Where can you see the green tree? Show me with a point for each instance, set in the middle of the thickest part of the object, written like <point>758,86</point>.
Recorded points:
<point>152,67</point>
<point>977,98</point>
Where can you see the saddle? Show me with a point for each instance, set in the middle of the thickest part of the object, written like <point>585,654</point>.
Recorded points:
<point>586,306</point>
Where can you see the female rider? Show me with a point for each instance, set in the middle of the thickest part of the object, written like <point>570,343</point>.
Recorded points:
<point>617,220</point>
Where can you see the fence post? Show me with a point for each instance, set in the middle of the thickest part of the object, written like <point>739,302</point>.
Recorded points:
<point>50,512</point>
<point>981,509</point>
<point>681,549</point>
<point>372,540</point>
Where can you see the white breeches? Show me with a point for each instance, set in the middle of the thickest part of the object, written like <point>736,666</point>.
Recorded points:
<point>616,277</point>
━━━━━━━━━━
Work instructions
The expected response is every record, reproduced word for word.

Task solution
Where can you see the green tree? Show me with a point for each instance, set in the middle of the thickest part of the object, written like <point>758,86</point>.
Recorded points:
<point>152,67</point>
<point>977,98</point>
Where can you see the saddle? Show me with a point for each instance, set in the middle of the thickest part of the object, written like <point>585,654</point>.
Recorded points:
<point>586,306</point>
Where can you see the female rider? Show me with a point for each instance, set in the middle of the thickest part of the object, written like <point>570,343</point>.
Recorded points:
<point>617,220</point>
Where can you see the fence post? Show me with a point for each instance, set in the middle of the thickest part of the object, written like <point>739,302</point>.
Recorded points:
<point>50,512</point>
<point>981,509</point>
<point>681,549</point>
<point>372,540</point>
Where can you see the white breeches? Show me with a point for each instance, set in the middle of the thickest part of the object, written like <point>736,666</point>.
Recorded points:
<point>616,277</point>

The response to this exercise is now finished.